## Instructions for the task
Restate the records word for word, omitting nothing.

#### Records to use

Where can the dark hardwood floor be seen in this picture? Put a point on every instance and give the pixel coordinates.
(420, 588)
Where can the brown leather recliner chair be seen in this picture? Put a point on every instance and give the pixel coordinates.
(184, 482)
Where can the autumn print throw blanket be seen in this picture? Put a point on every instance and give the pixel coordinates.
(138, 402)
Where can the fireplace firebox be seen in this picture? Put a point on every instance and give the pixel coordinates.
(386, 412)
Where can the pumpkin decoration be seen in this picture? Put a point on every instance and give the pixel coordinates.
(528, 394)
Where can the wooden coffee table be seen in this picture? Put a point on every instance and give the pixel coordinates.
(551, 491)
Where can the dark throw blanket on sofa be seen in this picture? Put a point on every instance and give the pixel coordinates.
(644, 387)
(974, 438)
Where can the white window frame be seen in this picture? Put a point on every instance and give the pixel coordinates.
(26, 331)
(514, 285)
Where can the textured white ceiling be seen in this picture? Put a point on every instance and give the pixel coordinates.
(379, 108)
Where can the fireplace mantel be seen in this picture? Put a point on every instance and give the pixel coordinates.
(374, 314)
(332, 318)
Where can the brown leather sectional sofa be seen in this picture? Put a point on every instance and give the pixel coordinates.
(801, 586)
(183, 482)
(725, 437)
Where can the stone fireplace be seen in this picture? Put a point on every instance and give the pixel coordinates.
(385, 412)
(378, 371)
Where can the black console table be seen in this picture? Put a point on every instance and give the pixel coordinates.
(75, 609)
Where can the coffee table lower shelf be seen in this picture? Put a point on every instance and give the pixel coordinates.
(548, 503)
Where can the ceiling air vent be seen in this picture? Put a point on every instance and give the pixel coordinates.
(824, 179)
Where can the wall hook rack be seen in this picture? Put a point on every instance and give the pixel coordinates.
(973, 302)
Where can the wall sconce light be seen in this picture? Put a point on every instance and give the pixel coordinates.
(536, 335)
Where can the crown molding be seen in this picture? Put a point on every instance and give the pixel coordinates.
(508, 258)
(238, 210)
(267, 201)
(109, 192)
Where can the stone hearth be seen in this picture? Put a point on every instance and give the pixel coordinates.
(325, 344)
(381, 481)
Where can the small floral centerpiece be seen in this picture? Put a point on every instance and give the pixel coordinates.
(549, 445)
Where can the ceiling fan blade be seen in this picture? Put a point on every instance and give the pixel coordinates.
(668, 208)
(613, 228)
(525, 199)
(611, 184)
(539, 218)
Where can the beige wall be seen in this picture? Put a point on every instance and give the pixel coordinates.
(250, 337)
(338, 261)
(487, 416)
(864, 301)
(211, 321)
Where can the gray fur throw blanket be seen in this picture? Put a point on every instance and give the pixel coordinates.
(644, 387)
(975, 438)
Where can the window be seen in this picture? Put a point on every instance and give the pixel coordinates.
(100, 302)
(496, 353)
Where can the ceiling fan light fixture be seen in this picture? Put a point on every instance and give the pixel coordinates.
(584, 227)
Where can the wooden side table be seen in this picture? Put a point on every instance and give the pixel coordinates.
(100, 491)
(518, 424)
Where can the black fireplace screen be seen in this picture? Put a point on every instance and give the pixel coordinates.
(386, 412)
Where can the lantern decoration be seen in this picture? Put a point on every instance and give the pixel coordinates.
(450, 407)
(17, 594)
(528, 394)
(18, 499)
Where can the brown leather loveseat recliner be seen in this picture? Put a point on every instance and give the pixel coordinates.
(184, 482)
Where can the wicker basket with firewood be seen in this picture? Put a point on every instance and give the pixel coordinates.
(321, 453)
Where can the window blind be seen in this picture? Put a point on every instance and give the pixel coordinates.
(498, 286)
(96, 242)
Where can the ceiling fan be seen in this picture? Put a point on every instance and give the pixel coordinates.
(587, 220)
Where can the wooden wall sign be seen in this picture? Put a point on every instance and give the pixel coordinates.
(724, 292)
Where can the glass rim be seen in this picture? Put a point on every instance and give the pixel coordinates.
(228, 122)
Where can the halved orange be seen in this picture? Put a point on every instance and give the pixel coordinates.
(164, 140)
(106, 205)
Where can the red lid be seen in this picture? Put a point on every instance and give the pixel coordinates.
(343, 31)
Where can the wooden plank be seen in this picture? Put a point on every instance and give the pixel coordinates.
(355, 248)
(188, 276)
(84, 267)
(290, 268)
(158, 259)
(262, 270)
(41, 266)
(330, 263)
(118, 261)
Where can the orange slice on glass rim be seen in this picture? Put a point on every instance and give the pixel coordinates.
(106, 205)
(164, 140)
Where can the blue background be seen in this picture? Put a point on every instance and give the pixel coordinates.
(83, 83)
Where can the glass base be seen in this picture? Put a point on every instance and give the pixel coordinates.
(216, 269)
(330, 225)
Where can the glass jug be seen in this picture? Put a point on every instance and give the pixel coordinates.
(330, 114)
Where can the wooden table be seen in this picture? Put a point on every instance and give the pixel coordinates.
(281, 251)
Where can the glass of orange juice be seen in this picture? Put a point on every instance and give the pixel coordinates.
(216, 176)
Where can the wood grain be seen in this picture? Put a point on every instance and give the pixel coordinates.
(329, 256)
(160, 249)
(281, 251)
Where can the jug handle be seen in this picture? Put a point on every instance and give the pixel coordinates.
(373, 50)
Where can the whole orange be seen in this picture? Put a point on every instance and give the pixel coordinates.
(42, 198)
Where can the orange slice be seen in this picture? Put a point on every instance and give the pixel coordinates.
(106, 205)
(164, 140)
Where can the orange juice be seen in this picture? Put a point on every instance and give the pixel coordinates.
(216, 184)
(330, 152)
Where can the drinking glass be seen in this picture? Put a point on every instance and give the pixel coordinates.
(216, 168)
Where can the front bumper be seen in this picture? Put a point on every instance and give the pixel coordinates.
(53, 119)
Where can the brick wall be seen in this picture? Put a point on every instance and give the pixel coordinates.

########

## Your response
Where can the dark hardwood floor be seen in this picture? Put a point on every instance and give the pixel coordinates.
(420, 588)
Where can the brown leather recliner chair be seen in this picture? Put a point on every instance and give the pixel coordinates.
(184, 482)
Where can the autumn print throw blanket be seen in this picture? Put a point on every instance and give the pixel coordinates.
(138, 402)
Where can the fireplace firebox be seen in this picture? Put a point on every instance and give the pixel coordinates.
(386, 412)
Where can the pumpkin decoration be seen in this picture? Put a point on every instance and give the pixel coordinates.
(528, 394)
Where can the wooden coffee table be seen in this picture? Put a point on every instance and give the pixel coordinates.
(551, 491)
Where can the dark throw blanket on sofa be seen in this picture? Put a point on every instance and give the pixel coordinates.
(644, 387)
(974, 438)
Where can the white window frame be seen in this picture? Put a point on every instance and give the pixel coordinates.
(26, 331)
(514, 285)
Where can the textured white ceiling be seen in this picture? Put a point on every instance and give the pixel coordinates.
(379, 108)
Where can the fireplace mantel be seen in this picture? Put a point on every instance and give the pixel coordinates.
(374, 314)
(332, 318)
Where can the brown leather sectional sofa be seen in this picture? Put a point on every instance and give the pixel coordinates.
(801, 586)
(183, 482)
(725, 437)
Where can the stone fireplace be seen in this picture? Put a point on every instance and give the pixel coordinates.
(385, 412)
(378, 371)
Where can the black console table be seen in this picture? Put a point on every instance and give the pixel coordinates.
(75, 609)
Where can the coffee table lower shelf be seen in this picture? Put a point on every instance and give the pixel coordinates.
(548, 503)
Where can the ceiling air vent be seen in this picture? Put a point on every instance and give the pixel coordinates.
(824, 179)
Where can the wall hook rack be seen in this picture? Put a point on every instance and give the pixel coordinates.
(973, 302)
Where can the wall sconce light be seen in this picture? Put a point on every instance and give the pixel coordinates.
(536, 335)
Where can the crown molding be seen in this picture? Put a point on every instance and give the pixel coordinates.
(508, 258)
(238, 210)
(267, 201)
(109, 192)
Where can the stone hearth be seen in this picture? Put a point on every instance and give the pixel coordinates.
(325, 344)
(381, 481)
Where can the small floral centerpiece be seen in this picture? Put a point on every instance and give the pixel coordinates.
(549, 445)
Where can the ceiling fan blade be seen in this picture? Put a point on every instance and give the pixel coordinates.
(668, 208)
(613, 228)
(525, 199)
(611, 184)
(539, 218)
Where can the beige wall be seen in this picture? Put a point on every instance and give the pixel coordinates.
(250, 337)
(338, 261)
(487, 416)
(864, 301)
(211, 321)
Where can the gray fur throw blanket be seen in this picture? Put a point on every instance and give the pixel coordinates.
(644, 387)
(975, 438)
Where can the window be seen in this picture? Put a point on every instance and give the pixel coordinates.
(100, 302)
(496, 353)
Where can the ceiling fan light fixture be seen in this picture? Put a point on every instance and give the pixel coordinates.
(584, 227)
Where can the wooden side table be seen in this picture? Put a point on every instance and give the pixel coordinates.
(100, 491)
(518, 424)
Where can the black fireplace screen be seen in this picture? Put a point on every instance and give the pixel coordinates.
(386, 412)
Where can the lantern decoration be seen in this picture? Put a point on every instance and give the pixel coordinates.
(450, 407)
(17, 594)
(528, 394)
(18, 499)
Where can the brown leather loveseat recliner be seen in this picture? Put a point on every instance and give the pixel coordinates.
(184, 482)
Where can the wicker basket with firewood be seen in this picture? Put a point on every instance and give the pixel coordinates.
(321, 453)
Where can the window blind be seen in this picture? Put a point on every instance and give the pixel coordinates.
(498, 286)
(96, 242)
Where can the ceiling fan be seen in this picture? Put a point on every instance and give the pixel coordinates.
(587, 220)
Where can the wooden wall sign be seen in this picture? Put a point on every instance and give the pixel coordinates.
(724, 292)
Where can the glass rim be seen in this picture? Put a point on every instance and give the pixel coordinates.
(228, 122)
Where can the halved orange be seen in this picture? Put a point on every instance and give the pixel coordinates.
(164, 140)
(106, 205)
Where can the red lid be seen in this picture? Put a point on every instance and give the pixel coordinates.
(343, 31)
Where can the wooden plank be seen in this picture? Put a point on every instance and give the pixel coordinates.
(355, 248)
(188, 276)
(84, 267)
(290, 268)
(158, 259)
(262, 270)
(41, 266)
(330, 263)
(118, 261)
Where can the orange slice on glass rim be seen in this picture? Put a point on every instance and give the pixel coordinates.
(106, 205)
(164, 140)
Where can the blue background be seen in this picture? Put a point on every instance and give the pixel coordinates.
(83, 83)
Where can the glass base be seen in this picture? Put a point on every instance and give the pixel coordinates.
(216, 269)
(330, 225)
Where can the glass jug be seen in this picture? Put a point on every instance and give the pixel coordinates.
(330, 114)
Where can the wooden table be seen in this picture? Put a point on every instance and give the pixel coordinates.
(281, 251)
Where can the glass of orange juice be seen in this picture? Put a point on every instance and give the pixel coordinates.
(216, 176)
Where can the wood grain be seen in this picture? Put a point on every instance and give the pixel coordinates.
(329, 256)
(160, 249)
(281, 251)
Where can the jug handle be seen in this picture? Put a point on every instance and give the pixel coordinates.
(373, 50)
Where can the whole orange be seen in this picture? Put a point on every instance and give the pixel coordinates.
(42, 198)
Where can the orange slice be seen in this picture? Put a point on every instance and give the pixel coordinates.
(106, 205)
(164, 140)
Where can the orange juice be seen in this picture? Put a point on every instance and give the pixel coordinates.
(216, 184)
(330, 152)
Where can the drinking glass be seen in this picture? Put a point on every instance and give the pixel coordinates.
(216, 168)
Where can the front bumper be seen in this picture? Put a point on every instance and give the pixel coordinates.
(53, 119)
Where can the brick wall be seen in this picture? Put a point on every instance and give the pixel coordinates.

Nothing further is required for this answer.